REQUIREMENT >> Can you render each line of the records below as a string in a JSON list, leaving out blank lines? Cover only the part that opens with the line containing "Tag a single point on each instance of the tree" and runs through the end of the records, with both ends included.

Point labeling dataset excerpts >>
========================
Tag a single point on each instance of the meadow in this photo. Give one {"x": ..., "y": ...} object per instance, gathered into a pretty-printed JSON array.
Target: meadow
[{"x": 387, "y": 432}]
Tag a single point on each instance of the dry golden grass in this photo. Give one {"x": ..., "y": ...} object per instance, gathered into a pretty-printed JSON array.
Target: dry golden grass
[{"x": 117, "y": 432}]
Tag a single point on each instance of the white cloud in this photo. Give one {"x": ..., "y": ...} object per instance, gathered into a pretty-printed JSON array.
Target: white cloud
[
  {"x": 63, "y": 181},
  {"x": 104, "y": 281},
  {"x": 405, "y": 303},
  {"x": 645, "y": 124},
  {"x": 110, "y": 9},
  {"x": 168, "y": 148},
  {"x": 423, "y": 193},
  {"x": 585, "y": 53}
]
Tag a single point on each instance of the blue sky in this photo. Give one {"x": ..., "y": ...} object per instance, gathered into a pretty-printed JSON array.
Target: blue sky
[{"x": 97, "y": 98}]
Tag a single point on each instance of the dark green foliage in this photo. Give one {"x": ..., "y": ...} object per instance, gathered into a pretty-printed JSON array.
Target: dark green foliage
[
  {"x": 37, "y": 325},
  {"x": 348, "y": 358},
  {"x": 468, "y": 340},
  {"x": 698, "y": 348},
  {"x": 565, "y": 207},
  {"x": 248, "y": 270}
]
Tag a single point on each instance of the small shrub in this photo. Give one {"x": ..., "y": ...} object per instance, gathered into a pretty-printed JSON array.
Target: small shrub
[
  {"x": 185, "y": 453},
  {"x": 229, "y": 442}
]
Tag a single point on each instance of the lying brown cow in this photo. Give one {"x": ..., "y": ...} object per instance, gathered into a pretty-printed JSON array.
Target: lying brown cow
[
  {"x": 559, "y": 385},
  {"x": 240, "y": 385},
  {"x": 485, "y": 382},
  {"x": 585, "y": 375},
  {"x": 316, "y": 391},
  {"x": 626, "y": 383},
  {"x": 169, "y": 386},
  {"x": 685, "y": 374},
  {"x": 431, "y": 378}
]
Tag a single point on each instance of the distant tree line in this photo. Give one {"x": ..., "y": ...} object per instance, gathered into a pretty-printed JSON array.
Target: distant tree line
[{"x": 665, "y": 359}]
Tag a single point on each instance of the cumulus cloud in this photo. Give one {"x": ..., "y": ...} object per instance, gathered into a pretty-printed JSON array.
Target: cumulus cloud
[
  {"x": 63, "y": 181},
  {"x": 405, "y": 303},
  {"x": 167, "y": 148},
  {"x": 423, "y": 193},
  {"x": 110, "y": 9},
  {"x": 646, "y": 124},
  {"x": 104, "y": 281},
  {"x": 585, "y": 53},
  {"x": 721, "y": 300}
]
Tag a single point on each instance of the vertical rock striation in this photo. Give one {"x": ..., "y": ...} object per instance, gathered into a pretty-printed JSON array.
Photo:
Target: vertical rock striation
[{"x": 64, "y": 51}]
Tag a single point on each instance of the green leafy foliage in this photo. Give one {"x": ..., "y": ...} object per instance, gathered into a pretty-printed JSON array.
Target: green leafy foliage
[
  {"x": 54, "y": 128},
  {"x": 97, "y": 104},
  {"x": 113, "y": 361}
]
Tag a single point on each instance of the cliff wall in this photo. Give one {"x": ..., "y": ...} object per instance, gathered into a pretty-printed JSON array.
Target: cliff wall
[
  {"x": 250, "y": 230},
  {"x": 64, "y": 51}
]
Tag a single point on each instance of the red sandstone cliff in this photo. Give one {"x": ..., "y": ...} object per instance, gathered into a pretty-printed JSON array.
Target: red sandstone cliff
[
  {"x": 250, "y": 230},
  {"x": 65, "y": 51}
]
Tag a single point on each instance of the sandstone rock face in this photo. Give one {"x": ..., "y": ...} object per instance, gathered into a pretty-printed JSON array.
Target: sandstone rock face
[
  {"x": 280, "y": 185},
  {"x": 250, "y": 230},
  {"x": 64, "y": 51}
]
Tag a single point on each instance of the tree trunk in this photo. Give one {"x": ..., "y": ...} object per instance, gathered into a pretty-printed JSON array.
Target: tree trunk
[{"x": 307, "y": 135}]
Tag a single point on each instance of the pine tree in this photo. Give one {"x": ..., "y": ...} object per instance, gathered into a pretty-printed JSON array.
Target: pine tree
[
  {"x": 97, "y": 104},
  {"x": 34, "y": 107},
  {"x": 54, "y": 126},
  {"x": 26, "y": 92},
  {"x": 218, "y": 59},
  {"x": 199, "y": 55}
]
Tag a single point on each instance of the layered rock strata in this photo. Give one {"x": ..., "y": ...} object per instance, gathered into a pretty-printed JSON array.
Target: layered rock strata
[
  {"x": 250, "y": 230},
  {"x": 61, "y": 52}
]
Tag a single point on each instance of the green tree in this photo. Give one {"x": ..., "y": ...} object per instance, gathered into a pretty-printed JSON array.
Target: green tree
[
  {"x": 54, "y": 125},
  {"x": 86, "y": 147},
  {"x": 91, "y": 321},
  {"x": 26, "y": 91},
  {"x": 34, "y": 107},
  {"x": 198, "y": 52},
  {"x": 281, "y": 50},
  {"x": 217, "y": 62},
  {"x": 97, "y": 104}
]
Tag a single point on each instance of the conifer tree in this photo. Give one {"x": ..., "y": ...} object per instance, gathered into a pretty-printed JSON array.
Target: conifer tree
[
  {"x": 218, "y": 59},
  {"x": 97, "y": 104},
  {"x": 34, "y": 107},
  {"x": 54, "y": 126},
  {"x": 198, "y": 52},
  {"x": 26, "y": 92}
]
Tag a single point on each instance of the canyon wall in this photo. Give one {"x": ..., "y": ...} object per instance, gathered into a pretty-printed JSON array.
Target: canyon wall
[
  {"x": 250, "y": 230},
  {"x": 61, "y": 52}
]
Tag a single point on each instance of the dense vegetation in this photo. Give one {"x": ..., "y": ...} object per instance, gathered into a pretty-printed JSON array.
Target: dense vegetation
========================
COMPLETED EXERCISE >>
[
  "Tag a single point on each instance of the tree trunk in this photo. Give one {\"x\": ..., \"y\": ...} object per instance, gathered into a pretty-printed JSON array.",
  "Target: tree trunk",
  "[{\"x\": 307, \"y\": 135}]",
  "Tag a single point on each instance of the pine tree in this photo. Give one {\"x\": ..., \"y\": ...} object per instance, gathered into a pretty-printed JSON array.",
  "Target: pine tree",
  "[",
  "  {\"x\": 97, \"y\": 104},",
  "  {\"x\": 34, \"y\": 107},",
  "  {\"x\": 54, \"y\": 126},",
  "  {\"x\": 26, \"y\": 92},",
  "  {\"x\": 218, \"y\": 59},",
  "  {\"x\": 199, \"y\": 55}",
  "]",
  "Tag a single point on each instance of the layered rock strata in this photo. Give one {\"x\": ..., \"y\": ...} object per instance, gathered into a pretty-printed JSON array.",
  "Target: layered rock strata",
  "[",
  "  {\"x\": 250, \"y\": 230},",
  "  {\"x\": 61, \"y\": 52}",
  "]",
  "Tag a single point on each instance of the green tree in this photo. Give one {\"x\": ..., \"y\": ...} object per instance, gathered into a pretty-printed JSON array.",
  "Target: green tree",
  "[",
  "  {\"x\": 54, \"y\": 125},",
  "  {\"x\": 86, \"y\": 147},",
  "  {\"x\": 91, \"y\": 321},",
  "  {\"x\": 26, \"y\": 91},",
  "  {\"x\": 34, \"y\": 107},",
  "  {\"x\": 198, \"y\": 52},",
  "  {\"x\": 281, \"y\": 50},",
  "  {\"x\": 217, \"y\": 62},",
  "  {\"x\": 97, \"y\": 104}",
  "]",
  "Tag a single point on each instance of the conifer tree in this photo. Give one {\"x\": ..., \"y\": ...} object per instance, gathered into a pretty-printed JSON array.",
  "Target: conifer tree",
  "[",
  "  {\"x\": 218, \"y\": 59},",
  "  {\"x\": 97, \"y\": 104},",
  "  {\"x\": 34, \"y\": 107},",
  "  {\"x\": 54, \"y\": 126},",
  "  {\"x\": 198, \"y\": 52},",
  "  {\"x\": 26, \"y\": 92}",
  "]",
  "Tag a single point on each instance of the canyon wall in this photo. Give one {\"x\": ..., \"y\": ...} object per instance, gathered into a pretty-printed JSON array.",
  "Target: canyon wall",
  "[",
  "  {\"x\": 250, \"y\": 230},",
  "  {\"x\": 61, \"y\": 52}",
  "]",
  "Tag a single point on each instance of the dense vegetation in this photo. Give one {\"x\": ..., \"y\": ...} object per instance, gathered into a pretty-printed JSON array.",
  "Target: dense vegetation"
]